* [PROBLEM]: Where does the word "image" appear in the data? Copy every line that holds it.

++++++++++

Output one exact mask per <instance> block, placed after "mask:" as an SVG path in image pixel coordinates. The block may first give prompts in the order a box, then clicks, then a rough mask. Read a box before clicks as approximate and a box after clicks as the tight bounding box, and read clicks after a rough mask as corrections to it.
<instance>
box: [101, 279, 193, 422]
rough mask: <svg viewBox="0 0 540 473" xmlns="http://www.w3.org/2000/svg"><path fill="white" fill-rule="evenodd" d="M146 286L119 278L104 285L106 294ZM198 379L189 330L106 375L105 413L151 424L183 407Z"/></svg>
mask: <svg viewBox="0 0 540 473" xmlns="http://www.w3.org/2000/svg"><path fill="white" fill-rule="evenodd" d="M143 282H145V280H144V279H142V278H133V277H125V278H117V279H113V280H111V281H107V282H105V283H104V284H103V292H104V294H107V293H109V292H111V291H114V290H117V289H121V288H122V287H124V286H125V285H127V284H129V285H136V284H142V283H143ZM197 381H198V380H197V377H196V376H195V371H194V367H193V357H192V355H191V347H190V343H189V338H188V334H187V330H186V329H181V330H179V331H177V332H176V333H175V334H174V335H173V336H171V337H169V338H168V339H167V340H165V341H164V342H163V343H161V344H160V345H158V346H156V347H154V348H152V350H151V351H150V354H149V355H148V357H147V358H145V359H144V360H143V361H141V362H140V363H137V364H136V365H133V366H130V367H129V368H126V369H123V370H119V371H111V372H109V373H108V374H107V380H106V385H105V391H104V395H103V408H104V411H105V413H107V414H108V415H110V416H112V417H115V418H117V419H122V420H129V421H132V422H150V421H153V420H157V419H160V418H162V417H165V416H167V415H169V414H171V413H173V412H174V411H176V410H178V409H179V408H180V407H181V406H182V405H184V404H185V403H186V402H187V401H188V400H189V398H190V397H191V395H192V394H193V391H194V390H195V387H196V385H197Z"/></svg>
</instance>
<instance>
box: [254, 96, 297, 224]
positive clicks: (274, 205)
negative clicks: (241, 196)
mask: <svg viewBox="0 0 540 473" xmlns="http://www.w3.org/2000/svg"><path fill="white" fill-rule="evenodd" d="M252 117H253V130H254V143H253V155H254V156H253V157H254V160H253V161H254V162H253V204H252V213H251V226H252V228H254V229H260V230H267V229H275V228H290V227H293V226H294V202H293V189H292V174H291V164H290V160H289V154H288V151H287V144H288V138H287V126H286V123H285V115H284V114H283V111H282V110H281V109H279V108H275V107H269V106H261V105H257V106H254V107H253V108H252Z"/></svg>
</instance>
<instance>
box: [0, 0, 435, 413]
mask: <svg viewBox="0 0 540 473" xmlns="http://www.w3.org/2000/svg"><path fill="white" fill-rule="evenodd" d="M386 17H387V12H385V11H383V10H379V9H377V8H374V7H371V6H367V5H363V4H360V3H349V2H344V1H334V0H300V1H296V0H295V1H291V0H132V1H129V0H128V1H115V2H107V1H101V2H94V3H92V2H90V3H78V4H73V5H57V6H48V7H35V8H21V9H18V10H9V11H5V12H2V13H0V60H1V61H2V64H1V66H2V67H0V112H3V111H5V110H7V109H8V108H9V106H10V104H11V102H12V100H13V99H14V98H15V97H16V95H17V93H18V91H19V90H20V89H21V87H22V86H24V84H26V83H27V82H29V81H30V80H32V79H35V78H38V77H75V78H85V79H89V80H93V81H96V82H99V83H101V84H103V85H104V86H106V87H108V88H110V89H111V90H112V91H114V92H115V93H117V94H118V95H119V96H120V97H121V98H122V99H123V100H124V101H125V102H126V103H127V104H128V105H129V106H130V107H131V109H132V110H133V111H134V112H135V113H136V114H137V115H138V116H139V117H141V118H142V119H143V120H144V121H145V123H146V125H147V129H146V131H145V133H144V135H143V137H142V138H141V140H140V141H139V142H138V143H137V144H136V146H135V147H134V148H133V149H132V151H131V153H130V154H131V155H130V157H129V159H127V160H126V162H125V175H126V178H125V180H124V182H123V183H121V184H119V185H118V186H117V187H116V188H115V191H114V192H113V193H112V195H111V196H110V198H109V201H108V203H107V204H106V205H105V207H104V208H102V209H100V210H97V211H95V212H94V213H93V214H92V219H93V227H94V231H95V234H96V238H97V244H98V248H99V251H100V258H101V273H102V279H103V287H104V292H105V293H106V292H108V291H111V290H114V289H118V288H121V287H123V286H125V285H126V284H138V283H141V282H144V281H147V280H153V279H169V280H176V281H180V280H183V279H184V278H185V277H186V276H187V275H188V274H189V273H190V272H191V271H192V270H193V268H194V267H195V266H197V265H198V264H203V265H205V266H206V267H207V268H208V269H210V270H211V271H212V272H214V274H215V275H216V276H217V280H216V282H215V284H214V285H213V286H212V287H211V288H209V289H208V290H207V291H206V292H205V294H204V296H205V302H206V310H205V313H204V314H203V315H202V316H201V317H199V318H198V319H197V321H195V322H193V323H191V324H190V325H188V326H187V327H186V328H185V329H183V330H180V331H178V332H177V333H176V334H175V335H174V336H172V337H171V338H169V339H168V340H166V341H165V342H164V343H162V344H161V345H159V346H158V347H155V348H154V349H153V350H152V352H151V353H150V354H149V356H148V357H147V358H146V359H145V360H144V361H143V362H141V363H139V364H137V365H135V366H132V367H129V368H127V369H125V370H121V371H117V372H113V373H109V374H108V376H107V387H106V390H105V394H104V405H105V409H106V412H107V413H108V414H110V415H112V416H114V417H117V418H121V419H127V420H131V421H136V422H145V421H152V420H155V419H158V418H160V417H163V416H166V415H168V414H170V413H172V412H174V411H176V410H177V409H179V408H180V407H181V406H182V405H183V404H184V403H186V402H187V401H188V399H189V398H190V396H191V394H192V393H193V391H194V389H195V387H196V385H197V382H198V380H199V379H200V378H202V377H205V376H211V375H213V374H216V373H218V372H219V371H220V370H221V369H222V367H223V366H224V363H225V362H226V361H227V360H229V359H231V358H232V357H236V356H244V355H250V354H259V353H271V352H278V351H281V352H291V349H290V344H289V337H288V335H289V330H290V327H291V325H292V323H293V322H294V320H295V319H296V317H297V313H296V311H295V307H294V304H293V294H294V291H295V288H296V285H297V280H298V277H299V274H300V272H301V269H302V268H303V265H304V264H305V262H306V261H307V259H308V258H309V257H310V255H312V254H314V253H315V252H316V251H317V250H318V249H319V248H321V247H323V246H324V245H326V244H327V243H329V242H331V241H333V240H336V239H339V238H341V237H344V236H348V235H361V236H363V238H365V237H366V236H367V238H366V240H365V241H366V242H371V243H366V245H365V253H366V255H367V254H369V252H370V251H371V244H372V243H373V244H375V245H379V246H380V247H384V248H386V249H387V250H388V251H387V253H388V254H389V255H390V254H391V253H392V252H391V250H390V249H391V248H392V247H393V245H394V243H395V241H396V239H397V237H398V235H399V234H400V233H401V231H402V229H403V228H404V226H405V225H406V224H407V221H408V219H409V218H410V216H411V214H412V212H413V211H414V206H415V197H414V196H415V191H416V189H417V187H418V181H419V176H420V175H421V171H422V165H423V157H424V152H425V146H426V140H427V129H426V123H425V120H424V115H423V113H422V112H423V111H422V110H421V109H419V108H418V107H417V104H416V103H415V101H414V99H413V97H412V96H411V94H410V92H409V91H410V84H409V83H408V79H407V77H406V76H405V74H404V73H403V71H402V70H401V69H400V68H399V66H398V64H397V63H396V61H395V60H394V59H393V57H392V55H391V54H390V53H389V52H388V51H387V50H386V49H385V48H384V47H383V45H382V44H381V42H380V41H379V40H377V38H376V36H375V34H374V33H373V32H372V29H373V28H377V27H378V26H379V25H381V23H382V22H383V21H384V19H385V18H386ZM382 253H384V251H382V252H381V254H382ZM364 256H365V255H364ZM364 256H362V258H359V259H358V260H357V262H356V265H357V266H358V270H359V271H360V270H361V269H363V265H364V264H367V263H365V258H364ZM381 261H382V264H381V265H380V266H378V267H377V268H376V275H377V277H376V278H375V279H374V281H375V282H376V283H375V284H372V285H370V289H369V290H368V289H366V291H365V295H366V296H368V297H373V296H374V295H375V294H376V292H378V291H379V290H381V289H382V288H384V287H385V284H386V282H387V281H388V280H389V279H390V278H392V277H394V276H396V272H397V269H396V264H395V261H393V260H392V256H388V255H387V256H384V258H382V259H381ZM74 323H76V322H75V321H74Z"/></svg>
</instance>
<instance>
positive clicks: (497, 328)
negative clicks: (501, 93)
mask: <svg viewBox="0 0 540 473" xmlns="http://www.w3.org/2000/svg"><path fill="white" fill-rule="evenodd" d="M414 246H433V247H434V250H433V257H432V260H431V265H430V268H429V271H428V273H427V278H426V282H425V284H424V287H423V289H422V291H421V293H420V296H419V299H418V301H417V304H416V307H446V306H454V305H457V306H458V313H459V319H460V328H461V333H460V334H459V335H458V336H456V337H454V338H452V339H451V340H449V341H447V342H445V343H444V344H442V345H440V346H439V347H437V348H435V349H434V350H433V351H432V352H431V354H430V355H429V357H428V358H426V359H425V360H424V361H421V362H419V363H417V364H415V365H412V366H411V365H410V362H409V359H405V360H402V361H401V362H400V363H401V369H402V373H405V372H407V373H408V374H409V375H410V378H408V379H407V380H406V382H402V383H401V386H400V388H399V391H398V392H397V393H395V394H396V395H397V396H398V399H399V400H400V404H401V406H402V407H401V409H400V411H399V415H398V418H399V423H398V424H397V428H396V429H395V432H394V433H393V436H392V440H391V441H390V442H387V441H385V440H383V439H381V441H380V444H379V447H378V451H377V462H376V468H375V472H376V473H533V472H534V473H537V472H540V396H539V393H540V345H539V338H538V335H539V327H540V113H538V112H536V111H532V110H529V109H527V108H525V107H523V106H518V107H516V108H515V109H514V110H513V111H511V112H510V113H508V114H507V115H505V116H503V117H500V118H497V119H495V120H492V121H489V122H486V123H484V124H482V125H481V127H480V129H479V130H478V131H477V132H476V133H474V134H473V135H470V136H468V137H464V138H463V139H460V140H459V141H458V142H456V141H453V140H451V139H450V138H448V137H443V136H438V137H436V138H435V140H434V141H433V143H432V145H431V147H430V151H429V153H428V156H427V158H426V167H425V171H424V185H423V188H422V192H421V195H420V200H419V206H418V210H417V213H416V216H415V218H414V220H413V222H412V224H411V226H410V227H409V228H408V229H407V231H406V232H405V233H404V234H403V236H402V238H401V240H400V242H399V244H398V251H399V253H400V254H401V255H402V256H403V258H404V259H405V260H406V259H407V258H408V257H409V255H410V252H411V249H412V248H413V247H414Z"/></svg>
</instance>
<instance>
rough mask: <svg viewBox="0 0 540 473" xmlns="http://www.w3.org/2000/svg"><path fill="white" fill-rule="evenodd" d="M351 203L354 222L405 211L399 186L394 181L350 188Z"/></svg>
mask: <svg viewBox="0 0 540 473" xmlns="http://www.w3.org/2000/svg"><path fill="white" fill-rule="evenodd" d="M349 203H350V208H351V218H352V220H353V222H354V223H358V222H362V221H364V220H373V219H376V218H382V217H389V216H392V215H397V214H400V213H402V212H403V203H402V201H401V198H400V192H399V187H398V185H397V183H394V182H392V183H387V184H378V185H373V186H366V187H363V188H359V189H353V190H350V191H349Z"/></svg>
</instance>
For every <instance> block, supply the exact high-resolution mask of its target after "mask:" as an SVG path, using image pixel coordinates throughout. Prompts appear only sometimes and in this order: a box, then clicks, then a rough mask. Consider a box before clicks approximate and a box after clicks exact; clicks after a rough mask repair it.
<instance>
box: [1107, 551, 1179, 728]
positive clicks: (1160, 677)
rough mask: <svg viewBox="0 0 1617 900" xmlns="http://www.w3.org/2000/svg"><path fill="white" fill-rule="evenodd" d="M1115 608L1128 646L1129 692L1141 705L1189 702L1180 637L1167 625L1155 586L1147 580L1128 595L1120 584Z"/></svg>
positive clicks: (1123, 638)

++++++++++

* [ANSWER TO THIS TASK]:
Output one exact mask per <instance> block, placed after "mask:" as an SVG path in image pixel coordinates. The block may first give prompts in the order a box, then clicks, then a rough mask. Read a box before clicks as approximate and a box after clicks as the tight bounding box, and read clicks after a rough mask as corrections to it.
For every <instance> block, supply the exact high-resolution mask of its target after "mask:" as an SVG path, using image pixel coordinates throughout. Prompts appear only sometimes and in this order: a box, then clicks, then a rough mask. Consider a box before clicks approximate and a box after clicks exact; clicks after a rough mask repair it.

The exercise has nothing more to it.